Consignes à suivre - Dans tous les enregistrements ci-dessous, substituez « metal » à « wooden ». Reproduisez chaque ligne sans rien modifier d'autre.

Jeu de données -
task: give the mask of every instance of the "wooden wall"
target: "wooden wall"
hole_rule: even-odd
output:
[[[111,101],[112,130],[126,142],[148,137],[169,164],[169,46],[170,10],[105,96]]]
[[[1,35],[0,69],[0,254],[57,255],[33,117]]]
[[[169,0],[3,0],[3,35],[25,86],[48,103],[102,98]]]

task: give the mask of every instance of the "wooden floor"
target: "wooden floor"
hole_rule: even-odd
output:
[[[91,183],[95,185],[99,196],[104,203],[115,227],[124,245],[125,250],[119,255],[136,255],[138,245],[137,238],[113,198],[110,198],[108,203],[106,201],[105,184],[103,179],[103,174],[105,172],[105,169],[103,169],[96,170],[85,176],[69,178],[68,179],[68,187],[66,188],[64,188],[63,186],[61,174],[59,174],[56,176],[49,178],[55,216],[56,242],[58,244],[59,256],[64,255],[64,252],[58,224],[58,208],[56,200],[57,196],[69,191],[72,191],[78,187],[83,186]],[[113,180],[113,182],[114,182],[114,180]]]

Réponse correcte -
task: give the mask of every instance of the "metal wall"
target: "metal wall"
hole_rule: even-odd
output:
[[[111,101],[112,130],[126,142],[148,137],[169,164],[169,46],[170,10],[105,96]]]
[[[1,35],[0,69],[0,254],[57,255],[33,117]]]
[[[169,0],[3,0],[3,35],[25,86],[48,103],[102,98]]]

task: give the mask of every instance of the "metal floor"
target: "metal floor"
hole_rule: even-odd
output:
[[[91,183],[95,185],[99,196],[104,203],[115,227],[124,245],[125,250],[119,255],[136,255],[138,245],[137,238],[113,198],[110,198],[108,203],[106,201],[105,184],[103,179],[103,174],[105,172],[105,169],[103,169],[96,170],[85,176],[69,178],[68,179],[68,187],[66,188],[64,188],[63,186],[61,174],[59,174],[56,176],[49,178],[55,216],[56,242],[58,244],[59,256],[64,255],[64,252],[58,224],[58,208],[56,200],[57,196],[69,191],[72,191],[78,187],[83,186]],[[113,180],[113,182],[114,182],[114,180]]]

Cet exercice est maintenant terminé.